PLANNING YOUR LAWN
When deciding what sort of lawn is required, it is important to consider the overall look as well as the amount of use it will have. Lawn seed / grass seed mixtures are always described as with or without ryegrass.
If the lawn needs to stand up to a lot of wear, with children and pets playing on it, then a grass seed mixture with ryegrass should be chosen.
Ryegrass is a harder wearing and more aggressive grass. It grows more quickly than the other grasses. However the new modern dwarf turf perennial ryegrass are much improved and finer in appearance. They grow more slowly needing less mowing and maintenance.
It will pay to choose the right grass seed mixture and to get a quality product which will look good and last for a long time even if it does cost more.
If on the other hand you are considering a front lawn that is to be envy of all to see, then a grass seed mixture without ryegrass made up of the very finest grasses, namely chewings fescue, creeping red fescue and browntop should be selected.
PREPARING THE GROUND
After removing all the stones and other rubbish from the lawn area, prepare the ground. The better prepared the seedbed, the better the lawn will be. Good drainage is important and deep digging will help.
For a first rate lawn, apply a top dressing on an annual basis. The mixture is usually made up of compost, loam or sand. Miner hollows will be removed which have developed and an improved soil surface is gradually built up. The layer of top dressing stimulates the formation of new shoots and promotes the development of runners resulting in a denser growth of grass.
For lawns on heavy soil add more sand. Drainage will be improved.
If the soil is light or sandy, work in a good amount of peat or compost to give body to the soil and prevent drying out and loss of nutrients.
At this stage, any levelling should be done and care must be taken not to remove to much topsoil from any one area. Sub-soil does not make for a good seedbed; it is low in nutrients and will give variations in growing habit and colour.
The initial digging of the ground should be done over the Autumn and the soil left 'as dug' in as large lumps as possible over the winter. This will enable rain and frost to break down the soil and make it crumbly. In the spring, when the soil is starting to dry out, prepare the seedbed. Either roll or rake the ground, or tread it down and then rake it. First go one way across the area, rake it over, then firm and rake again, until a firm level seedbed is achieved.
Finally, lawn feed can be used as a pre-seeding fertiliser and should be raked into the soil. This will stimulate root growth and provide the essential early feed to get the lawn off to a good start.
When to sow:
Grass seed mixtures can be sown any time from mid March to early October, providing that in periods of dry weather the seedbed is kept constantly moist until the grass is about 5cm (2in) high. Always water with a fine spray; too great a force of water will displace the seeds.
During periods of drought, constant watering may well be necessary to get growth started and to avoid the tender young seedlings from being scorched and killed off.
There are many points in favour of a September sowing. The ground is warm after the summer; there tends to be more moisture about, the grass seed will get off to a good start before the winter and weeds will be minimal. During the autumn, a good root system will develop, as opposed to top growth, and the lawn will be ready to withstand hot, dry spells in the spring and summer.

YOUR INSTRUCTIONS:
From the lawn-planning guide, reproduce the passage starting with "Ryegrass is a" and going on through "should be selected.". The records that come after this lawn guide have no connection to it.

Detection examples:
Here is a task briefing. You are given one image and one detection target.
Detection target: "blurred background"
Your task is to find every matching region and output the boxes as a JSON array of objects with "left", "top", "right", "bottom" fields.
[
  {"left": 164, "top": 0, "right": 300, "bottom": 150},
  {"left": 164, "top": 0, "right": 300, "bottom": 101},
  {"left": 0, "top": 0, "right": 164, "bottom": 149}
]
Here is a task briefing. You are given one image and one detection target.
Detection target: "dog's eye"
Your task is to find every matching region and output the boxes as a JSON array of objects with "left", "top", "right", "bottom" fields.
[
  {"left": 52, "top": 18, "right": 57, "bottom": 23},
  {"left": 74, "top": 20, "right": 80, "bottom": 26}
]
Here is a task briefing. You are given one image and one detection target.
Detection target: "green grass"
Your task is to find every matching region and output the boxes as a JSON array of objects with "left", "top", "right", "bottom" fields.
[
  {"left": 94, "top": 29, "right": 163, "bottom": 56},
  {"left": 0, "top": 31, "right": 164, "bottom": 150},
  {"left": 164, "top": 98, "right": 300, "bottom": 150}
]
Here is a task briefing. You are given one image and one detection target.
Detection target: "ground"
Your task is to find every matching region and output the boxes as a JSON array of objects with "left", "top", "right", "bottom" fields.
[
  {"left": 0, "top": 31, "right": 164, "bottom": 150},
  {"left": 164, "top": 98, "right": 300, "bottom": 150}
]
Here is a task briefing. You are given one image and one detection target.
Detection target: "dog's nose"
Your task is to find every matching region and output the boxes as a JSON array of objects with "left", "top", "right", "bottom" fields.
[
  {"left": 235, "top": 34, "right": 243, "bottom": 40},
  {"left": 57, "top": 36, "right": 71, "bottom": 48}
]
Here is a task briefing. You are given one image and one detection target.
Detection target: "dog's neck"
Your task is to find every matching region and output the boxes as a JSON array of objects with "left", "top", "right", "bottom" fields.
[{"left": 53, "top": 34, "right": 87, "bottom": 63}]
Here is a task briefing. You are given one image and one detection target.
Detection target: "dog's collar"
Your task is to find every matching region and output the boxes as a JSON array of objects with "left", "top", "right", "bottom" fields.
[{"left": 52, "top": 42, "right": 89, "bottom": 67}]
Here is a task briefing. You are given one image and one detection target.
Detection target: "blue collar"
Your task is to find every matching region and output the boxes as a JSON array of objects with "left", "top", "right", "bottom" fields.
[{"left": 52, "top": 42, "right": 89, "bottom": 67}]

RESPONSE:
Ryegrass is a harder wearing and more aggressive grass. It grows more quickly than the other grasses. However the new modern dwarf turf perennial ryegrass are much improved and finer in appearance. They grow more slowly needing less mowing and maintenance.
It will pay to choose the right grass seed mixture and to get a quality product which will look good and last for a long time even if it does cost more.
If on the other hand you are considering a front lawn that is to be envy of all to see, then a grass seed mixture without ryegrass made up of the very finest grasses, namely chewings fescue, creeping red fescue and browntop should be selected.